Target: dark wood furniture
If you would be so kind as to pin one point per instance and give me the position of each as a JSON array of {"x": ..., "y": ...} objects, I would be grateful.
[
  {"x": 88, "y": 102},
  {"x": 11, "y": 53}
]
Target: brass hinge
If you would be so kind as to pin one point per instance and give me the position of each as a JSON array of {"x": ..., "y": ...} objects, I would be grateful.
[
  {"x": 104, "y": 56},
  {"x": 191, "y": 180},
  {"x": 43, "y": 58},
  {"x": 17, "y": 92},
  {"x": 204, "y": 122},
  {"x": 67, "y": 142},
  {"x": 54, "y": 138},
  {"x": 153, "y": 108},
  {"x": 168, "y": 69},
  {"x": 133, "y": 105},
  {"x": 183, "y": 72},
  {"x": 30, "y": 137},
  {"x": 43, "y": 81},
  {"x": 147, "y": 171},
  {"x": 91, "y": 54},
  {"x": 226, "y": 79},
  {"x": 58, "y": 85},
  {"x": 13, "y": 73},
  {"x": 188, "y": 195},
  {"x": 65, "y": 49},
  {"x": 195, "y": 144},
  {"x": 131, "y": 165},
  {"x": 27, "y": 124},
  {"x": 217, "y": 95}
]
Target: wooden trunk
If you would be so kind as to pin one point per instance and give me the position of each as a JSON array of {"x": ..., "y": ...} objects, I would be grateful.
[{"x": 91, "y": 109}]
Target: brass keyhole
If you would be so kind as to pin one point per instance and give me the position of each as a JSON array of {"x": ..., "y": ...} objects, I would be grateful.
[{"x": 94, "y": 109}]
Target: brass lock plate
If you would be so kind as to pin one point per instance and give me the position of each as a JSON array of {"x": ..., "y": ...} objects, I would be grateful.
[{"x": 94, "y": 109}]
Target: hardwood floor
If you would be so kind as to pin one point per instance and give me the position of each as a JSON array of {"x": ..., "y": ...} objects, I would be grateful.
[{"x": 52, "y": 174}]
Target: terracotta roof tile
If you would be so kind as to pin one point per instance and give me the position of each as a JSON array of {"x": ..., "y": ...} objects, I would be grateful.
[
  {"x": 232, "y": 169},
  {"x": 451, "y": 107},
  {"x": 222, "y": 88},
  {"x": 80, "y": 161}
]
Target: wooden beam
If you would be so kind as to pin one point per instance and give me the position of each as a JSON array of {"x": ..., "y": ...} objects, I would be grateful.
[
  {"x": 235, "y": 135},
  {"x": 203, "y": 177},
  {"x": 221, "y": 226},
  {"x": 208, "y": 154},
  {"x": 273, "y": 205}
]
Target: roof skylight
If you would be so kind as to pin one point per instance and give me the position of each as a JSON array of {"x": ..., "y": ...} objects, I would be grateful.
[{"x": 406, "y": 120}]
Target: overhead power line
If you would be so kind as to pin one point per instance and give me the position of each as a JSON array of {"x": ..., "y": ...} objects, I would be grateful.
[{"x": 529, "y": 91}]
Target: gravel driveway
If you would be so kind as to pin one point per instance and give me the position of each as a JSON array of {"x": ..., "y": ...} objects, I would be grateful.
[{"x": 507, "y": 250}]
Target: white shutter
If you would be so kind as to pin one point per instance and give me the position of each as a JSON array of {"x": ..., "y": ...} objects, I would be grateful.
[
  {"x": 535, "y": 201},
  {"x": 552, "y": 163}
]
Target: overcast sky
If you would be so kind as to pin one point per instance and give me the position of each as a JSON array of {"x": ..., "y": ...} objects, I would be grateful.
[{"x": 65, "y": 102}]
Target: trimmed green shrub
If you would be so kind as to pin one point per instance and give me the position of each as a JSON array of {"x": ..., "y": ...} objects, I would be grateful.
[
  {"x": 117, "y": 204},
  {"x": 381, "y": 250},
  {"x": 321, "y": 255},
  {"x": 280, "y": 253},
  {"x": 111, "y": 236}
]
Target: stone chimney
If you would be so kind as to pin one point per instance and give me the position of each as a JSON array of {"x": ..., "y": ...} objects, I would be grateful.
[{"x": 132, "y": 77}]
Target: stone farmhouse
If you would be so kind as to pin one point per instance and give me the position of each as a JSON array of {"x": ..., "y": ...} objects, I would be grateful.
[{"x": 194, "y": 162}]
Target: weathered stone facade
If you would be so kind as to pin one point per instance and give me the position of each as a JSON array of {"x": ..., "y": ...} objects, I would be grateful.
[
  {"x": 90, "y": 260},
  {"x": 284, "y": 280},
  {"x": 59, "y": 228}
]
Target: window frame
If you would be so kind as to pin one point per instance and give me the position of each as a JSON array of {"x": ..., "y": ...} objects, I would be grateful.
= = = = =
WHAT THE EXERCISE ASKS. Can you write out all of these items again, swapping "Target" for "Object" and leaving everything else unchanged?

SOLUTION TO THE EXERCISE.
Object: dark wood furniture
If you would be so kind as to pin one point per instance and give me the position of each as a JSON array of {"x": ..., "y": ...} objects, I would be grateful.
[
  {"x": 88, "y": 102},
  {"x": 11, "y": 53}
]
Object: brass hinge
If you would be so kind as to pin one point per instance and give me the position of each as a JSON array of {"x": ..., "y": ...} objects, I would be grateful.
[
  {"x": 104, "y": 56},
  {"x": 191, "y": 180},
  {"x": 43, "y": 58},
  {"x": 17, "y": 92},
  {"x": 204, "y": 122},
  {"x": 67, "y": 142},
  {"x": 54, "y": 138},
  {"x": 153, "y": 108},
  {"x": 168, "y": 69},
  {"x": 133, "y": 105},
  {"x": 183, "y": 72},
  {"x": 30, "y": 137},
  {"x": 43, "y": 81},
  {"x": 147, "y": 171},
  {"x": 91, "y": 54},
  {"x": 226, "y": 79},
  {"x": 58, "y": 85},
  {"x": 13, "y": 73},
  {"x": 188, "y": 195},
  {"x": 65, "y": 49},
  {"x": 195, "y": 144},
  {"x": 131, "y": 165},
  {"x": 27, "y": 124},
  {"x": 217, "y": 95}
]
Object: wooden trunk
If you would be so kind as to pin one point per instance and give me the position of each as a JSON array of {"x": ..., "y": ...} objects, I would be grateful.
[{"x": 91, "y": 109}]
Object: brass keyhole
If you would be so kind as to pin one point per instance and give me the position of each as a JSON array of {"x": ..., "y": ...} objects, I would be grateful.
[{"x": 94, "y": 109}]
Object: brass lock plate
If you would be so kind as to pin one point per instance and give me the position of each as a JSON array of {"x": ..., "y": ...} objects, I would be grateful.
[{"x": 94, "y": 109}]
Object: hardwood floor
If you would be so kind as to pin one point per instance and give me the position of each as a JSON array of {"x": ..., "y": ...} objects, I would be grateful.
[{"x": 52, "y": 174}]
Object: terracotta roof tile
If you would be so kind as to pin one point per instance and give me the position of each as a JSON array of {"x": ..., "y": ...} objects, I would be grateful.
[
  {"x": 232, "y": 169},
  {"x": 451, "y": 107},
  {"x": 222, "y": 88},
  {"x": 80, "y": 161}
]
Object: wooden beam
If you would be so kind as to pin one point per instance and give me the position of each as a JSON array of {"x": ..., "y": ...} objects, I would be grateful.
[
  {"x": 235, "y": 135},
  {"x": 203, "y": 177},
  {"x": 221, "y": 226},
  {"x": 208, "y": 154},
  {"x": 273, "y": 205}
]
Object: roof skylight
If you would be so kind as to pin one point per instance and give me the position of each as a JSON array of {"x": ..., "y": ...} objects, I would be grateful.
[{"x": 406, "y": 120}]
Object: overhead power line
If you would be so kind as to pin one point per instance and give me the position of each as a JSON array of {"x": ..., "y": ...} objects, I would be grateful.
[{"x": 529, "y": 91}]
Object: gravel driveway
If you would be so kind as to pin one point per instance and give me the position of each as a JSON array of {"x": ..., "y": ...} objects, I would be grateful.
[{"x": 507, "y": 250}]
Object: white shutter
If you would be so kind as to pin one point per instance and give me the position of each as a JSON array of {"x": ..., "y": ...} objects, I would be grateful.
[
  {"x": 535, "y": 201},
  {"x": 552, "y": 163}
]
Object: overcast sky
If you would be so kind as to pin one point per instance and give me the position of each as a JSON array of {"x": ..., "y": ...} objects, I would be grateful.
[{"x": 65, "y": 102}]
Object: trimmed green shrub
If you would be so kind as to pin one point per instance and give me the position of each as a JSON array of {"x": ..., "y": ...} objects, I would be grateful.
[
  {"x": 117, "y": 204},
  {"x": 381, "y": 250},
  {"x": 321, "y": 255},
  {"x": 280, "y": 253},
  {"x": 111, "y": 236}
]
Object: stone chimney
If you would be so kind as to pin one point per instance and give me the position of each as a JSON array of {"x": ..., "y": ...} objects, I would be grateful.
[{"x": 132, "y": 77}]
Object: stone farmhouse
If you would be so kind as to pin one point per instance and give me the position of each as a JSON array of {"x": ..., "y": ...} objects, I would be grateful.
[{"x": 194, "y": 162}]
Object: weathered stone facade
If you would be so kind as to pin one point per instance and give me the position of each as a JSON array of {"x": ..., "y": ...} objects, I would be grateful.
[
  {"x": 90, "y": 260},
  {"x": 284, "y": 280},
  {"x": 59, "y": 228}
]
Object: window frame
If you would be so kind as to pin one point per instance and give me the position of each as a JSON array of {"x": ..., "y": ...} objects, I would be grateful.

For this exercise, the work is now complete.